Provided records section start

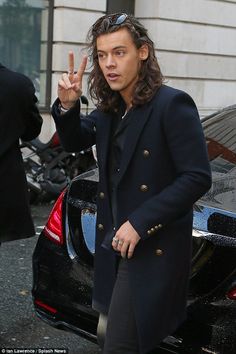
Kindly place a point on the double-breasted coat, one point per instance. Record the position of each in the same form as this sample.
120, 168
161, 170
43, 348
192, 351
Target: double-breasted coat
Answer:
164, 169
19, 118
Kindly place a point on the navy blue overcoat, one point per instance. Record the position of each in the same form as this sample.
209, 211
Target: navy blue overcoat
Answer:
164, 170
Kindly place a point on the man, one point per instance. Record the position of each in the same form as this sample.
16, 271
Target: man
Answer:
19, 118
153, 166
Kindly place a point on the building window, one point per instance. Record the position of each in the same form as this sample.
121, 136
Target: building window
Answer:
25, 43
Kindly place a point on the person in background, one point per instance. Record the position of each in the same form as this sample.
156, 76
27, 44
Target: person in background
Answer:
19, 119
153, 166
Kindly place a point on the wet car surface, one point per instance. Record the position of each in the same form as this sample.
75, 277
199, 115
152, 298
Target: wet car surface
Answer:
63, 257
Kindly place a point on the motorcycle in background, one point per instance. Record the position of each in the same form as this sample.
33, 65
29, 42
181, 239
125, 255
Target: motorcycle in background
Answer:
49, 168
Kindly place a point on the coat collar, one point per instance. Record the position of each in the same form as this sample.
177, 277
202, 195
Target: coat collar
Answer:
135, 129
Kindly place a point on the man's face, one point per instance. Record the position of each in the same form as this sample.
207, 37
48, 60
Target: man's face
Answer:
120, 61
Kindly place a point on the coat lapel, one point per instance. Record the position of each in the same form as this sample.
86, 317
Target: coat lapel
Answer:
104, 127
135, 128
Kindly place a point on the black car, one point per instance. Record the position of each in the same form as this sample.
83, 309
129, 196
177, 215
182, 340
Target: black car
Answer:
63, 257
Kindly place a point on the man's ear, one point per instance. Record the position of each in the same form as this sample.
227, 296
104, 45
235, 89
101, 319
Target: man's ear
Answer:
143, 52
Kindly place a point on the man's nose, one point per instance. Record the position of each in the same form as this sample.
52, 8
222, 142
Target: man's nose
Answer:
110, 61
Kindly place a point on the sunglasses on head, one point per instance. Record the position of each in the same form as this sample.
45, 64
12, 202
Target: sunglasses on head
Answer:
114, 20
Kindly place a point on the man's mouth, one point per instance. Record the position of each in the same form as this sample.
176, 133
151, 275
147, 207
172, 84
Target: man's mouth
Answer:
112, 76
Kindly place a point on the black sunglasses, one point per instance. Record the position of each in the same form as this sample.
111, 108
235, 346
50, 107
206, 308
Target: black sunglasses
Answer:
114, 20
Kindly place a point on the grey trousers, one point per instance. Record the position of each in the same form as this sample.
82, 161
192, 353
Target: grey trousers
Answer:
121, 333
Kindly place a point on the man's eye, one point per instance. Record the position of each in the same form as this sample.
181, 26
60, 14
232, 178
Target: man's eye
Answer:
120, 53
101, 55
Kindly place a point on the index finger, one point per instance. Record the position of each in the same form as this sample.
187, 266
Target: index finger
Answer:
82, 67
71, 63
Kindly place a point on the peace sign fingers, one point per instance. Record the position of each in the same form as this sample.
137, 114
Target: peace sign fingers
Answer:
71, 62
82, 68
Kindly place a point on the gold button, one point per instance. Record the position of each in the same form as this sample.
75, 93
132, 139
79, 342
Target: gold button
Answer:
100, 227
159, 226
159, 252
144, 188
101, 195
146, 153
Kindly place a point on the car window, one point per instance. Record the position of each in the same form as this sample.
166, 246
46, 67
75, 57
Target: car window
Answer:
220, 133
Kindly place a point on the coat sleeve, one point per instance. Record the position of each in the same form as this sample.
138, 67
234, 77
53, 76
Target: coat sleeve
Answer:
186, 143
19, 115
32, 119
76, 132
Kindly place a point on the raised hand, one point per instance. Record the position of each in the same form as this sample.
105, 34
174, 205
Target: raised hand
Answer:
70, 84
125, 240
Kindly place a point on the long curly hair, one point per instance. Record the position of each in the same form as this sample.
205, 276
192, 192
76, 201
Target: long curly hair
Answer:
150, 76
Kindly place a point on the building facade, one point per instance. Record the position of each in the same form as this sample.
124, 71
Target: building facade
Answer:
195, 42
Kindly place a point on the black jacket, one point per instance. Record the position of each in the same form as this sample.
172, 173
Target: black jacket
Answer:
19, 118
164, 169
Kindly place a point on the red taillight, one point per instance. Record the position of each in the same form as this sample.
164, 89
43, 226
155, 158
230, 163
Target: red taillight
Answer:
45, 306
53, 228
231, 294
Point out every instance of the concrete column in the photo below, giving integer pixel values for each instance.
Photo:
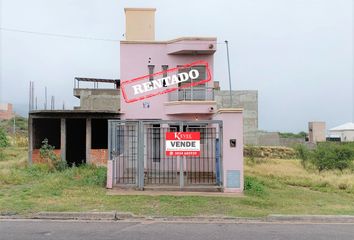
(232, 148)
(30, 139)
(63, 138)
(88, 140)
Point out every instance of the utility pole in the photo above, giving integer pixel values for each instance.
(228, 65)
(14, 126)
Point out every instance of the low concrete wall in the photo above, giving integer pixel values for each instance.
(262, 138)
(269, 152)
(36, 157)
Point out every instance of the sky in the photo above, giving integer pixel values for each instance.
(298, 54)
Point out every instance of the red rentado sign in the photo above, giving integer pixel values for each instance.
(165, 81)
(183, 144)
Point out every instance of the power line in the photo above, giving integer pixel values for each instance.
(75, 36)
(58, 35)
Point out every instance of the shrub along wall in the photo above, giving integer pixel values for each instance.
(269, 152)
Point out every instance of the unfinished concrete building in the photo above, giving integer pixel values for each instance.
(79, 135)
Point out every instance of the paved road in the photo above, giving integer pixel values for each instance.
(70, 230)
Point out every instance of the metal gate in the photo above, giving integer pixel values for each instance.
(137, 151)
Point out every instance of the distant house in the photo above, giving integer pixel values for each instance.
(6, 111)
(344, 132)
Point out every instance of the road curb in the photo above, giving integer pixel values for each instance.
(310, 218)
(75, 215)
(126, 216)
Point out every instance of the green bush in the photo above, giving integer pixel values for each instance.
(253, 187)
(4, 141)
(47, 152)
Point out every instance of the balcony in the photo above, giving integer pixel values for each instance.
(197, 100)
(192, 94)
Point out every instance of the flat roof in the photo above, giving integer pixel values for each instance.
(73, 113)
(170, 41)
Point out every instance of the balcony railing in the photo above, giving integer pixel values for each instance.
(192, 94)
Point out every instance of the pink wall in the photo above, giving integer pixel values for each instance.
(134, 63)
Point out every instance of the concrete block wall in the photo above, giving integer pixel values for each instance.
(36, 157)
(6, 111)
(246, 99)
(98, 99)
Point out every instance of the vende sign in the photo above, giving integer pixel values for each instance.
(183, 144)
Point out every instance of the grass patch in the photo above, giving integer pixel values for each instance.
(271, 187)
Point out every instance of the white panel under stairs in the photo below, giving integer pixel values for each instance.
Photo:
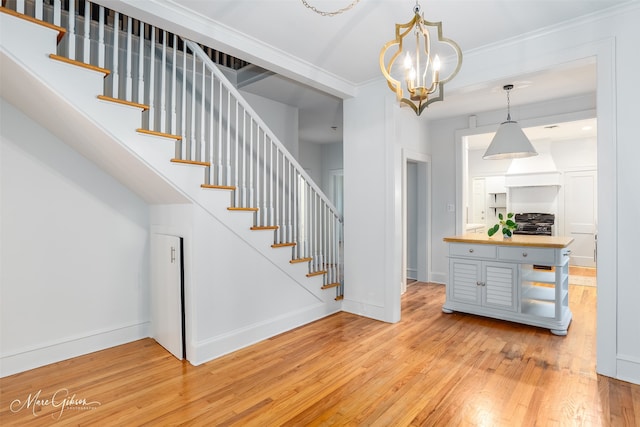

Provided records section end

Requirement — Find and copy each line of the material that holds the word "fingers".

Result —
Kindly place a point on the peace sign fingers, one point per instance. Record the position of each in the same form as this sample.
Target: peace sign fingers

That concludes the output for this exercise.